▶ **Stored data**:
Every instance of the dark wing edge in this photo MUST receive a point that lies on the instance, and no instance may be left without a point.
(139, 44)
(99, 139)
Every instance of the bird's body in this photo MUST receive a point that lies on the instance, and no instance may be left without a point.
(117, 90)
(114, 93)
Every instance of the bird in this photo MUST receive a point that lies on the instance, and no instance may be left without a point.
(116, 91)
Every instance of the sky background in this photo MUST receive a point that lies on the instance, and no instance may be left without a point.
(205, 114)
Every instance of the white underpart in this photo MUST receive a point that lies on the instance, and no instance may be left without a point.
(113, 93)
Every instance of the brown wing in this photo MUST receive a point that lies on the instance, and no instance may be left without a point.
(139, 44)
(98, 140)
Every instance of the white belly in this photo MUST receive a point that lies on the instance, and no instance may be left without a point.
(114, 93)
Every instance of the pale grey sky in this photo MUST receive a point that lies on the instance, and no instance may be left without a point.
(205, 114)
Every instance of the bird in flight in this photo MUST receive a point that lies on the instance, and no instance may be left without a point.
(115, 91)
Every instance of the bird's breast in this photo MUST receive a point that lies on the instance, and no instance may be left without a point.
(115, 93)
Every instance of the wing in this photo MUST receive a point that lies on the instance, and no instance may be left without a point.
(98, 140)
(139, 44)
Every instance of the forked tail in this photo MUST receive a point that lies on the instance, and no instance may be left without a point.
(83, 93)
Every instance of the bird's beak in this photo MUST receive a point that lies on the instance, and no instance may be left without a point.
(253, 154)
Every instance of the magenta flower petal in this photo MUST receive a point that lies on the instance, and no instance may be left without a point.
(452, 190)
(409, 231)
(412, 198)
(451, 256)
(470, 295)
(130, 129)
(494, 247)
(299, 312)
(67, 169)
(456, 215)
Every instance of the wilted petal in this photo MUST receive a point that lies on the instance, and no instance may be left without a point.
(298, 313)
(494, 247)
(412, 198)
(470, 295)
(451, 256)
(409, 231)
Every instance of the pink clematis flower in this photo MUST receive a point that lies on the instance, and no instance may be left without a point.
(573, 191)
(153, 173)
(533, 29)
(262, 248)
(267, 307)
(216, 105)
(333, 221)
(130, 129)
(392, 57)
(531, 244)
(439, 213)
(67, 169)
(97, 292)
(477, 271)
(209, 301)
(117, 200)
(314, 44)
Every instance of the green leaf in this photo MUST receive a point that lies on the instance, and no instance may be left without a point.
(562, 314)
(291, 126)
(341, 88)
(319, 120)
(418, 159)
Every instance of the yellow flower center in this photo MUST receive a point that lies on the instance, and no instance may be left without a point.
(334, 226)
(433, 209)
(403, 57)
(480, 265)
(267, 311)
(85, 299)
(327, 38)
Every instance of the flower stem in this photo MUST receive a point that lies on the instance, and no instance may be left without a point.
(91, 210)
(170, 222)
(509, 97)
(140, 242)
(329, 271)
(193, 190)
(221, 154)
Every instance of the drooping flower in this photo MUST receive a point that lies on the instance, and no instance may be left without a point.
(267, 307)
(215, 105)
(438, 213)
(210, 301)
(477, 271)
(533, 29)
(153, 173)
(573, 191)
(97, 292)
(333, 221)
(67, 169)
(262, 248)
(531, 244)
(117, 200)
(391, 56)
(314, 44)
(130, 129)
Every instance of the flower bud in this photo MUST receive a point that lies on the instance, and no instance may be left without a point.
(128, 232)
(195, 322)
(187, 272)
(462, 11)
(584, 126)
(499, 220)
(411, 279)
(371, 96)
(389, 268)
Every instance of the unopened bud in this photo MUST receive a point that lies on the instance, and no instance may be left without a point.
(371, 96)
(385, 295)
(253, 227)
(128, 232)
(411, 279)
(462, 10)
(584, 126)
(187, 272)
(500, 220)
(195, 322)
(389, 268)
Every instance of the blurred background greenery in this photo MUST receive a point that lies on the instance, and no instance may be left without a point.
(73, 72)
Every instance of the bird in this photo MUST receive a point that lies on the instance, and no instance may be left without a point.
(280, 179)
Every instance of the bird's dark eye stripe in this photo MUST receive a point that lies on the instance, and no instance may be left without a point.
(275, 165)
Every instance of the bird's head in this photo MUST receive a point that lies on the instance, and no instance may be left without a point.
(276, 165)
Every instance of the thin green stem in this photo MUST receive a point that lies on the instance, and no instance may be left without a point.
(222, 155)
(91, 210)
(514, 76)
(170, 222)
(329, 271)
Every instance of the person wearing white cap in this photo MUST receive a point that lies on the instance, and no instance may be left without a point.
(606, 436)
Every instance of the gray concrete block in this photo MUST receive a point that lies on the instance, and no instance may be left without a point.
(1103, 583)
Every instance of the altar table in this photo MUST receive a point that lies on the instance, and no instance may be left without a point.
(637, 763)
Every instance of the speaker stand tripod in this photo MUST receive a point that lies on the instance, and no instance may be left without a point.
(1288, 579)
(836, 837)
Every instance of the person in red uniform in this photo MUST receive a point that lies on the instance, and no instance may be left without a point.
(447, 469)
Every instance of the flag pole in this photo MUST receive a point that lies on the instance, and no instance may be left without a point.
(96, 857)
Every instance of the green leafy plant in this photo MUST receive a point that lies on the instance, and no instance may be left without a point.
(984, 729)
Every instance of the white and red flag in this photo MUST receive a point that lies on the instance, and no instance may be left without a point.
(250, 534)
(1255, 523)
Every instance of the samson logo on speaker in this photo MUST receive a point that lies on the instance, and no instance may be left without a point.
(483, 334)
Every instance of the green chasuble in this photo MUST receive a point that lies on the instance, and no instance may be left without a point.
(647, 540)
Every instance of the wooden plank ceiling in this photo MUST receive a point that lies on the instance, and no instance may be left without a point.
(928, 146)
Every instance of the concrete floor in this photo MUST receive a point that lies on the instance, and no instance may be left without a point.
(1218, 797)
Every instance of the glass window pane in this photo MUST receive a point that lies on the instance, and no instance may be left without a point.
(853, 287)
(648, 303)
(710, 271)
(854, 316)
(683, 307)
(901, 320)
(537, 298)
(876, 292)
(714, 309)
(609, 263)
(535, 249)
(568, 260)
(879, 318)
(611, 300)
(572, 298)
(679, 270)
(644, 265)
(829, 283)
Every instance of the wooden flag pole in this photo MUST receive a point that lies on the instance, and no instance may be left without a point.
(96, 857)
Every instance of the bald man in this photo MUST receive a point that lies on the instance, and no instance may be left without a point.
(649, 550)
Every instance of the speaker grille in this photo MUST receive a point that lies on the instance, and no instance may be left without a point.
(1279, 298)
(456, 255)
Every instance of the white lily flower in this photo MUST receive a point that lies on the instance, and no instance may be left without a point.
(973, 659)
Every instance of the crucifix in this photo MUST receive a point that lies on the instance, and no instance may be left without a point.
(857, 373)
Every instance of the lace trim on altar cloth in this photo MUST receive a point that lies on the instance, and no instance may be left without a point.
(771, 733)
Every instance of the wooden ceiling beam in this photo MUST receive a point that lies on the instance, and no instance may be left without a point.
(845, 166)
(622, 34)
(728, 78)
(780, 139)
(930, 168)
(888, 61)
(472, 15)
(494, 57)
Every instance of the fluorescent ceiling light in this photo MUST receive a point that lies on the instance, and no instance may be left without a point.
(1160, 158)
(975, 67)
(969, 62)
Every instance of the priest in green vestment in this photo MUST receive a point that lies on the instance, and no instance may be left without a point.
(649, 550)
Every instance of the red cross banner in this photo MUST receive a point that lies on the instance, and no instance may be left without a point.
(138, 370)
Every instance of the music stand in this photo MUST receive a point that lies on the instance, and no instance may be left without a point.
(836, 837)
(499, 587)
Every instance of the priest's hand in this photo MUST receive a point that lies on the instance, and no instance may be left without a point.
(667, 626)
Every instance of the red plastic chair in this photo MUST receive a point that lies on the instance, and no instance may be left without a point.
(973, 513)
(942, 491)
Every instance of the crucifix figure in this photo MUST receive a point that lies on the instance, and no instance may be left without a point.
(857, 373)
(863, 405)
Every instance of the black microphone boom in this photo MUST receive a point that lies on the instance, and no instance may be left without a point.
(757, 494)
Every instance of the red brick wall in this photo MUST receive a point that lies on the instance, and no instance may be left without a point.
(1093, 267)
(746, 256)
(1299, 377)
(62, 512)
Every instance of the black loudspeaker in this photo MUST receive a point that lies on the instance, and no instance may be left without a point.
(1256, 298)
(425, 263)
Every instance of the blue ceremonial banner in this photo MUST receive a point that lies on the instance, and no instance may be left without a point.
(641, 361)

▶ **Set exercise**: Rewrite the records between the line holding "Every instance of the red cross" and the end of the records, inclusive, putting "microphone arm" in place of "microphone boom" and leaving everything else unchanged.

▶ **Solution to the problem**:
Every instance of the red cross banner in this photo MUST receive a point that lies on the instance, and no instance may be left without a point.
(138, 370)
Every instance of the music stand in this photo MUST receive a point that lies on the instance, and no instance may be left without a point.
(836, 837)
(499, 587)
Every instance of the priest's hand in this photo MUST receive a point that lies on the instance, and no instance may be left without a point.
(667, 626)
Every instance of the red plastic chair in this photo MUST receive a point that lies on the instance, and no instance may be left without a point.
(973, 513)
(942, 491)
Every instance of the crucifix figure in this photo MUST receive a point that lies on the instance, and no instance may be left without a point.
(857, 373)
(863, 405)
Every instance of the black microphone arm in this photo MUST receive a point that lies on the instance, and no instance may be left without a point.
(757, 494)
Every instance of the red brick wall in this photo MUST receive a point that lies on the instance, and no instance may be left without a point.
(1093, 267)
(746, 256)
(1299, 377)
(62, 512)
Every instance of the black loudspeaker in this photo MUST receive a point that lies on the instance, and no instance may be left without a point.
(1256, 298)
(425, 263)
Every instance of the blue ceremonial banner in this photo MUST receive a point that lies on the instance, and no instance may be left without a point.
(641, 361)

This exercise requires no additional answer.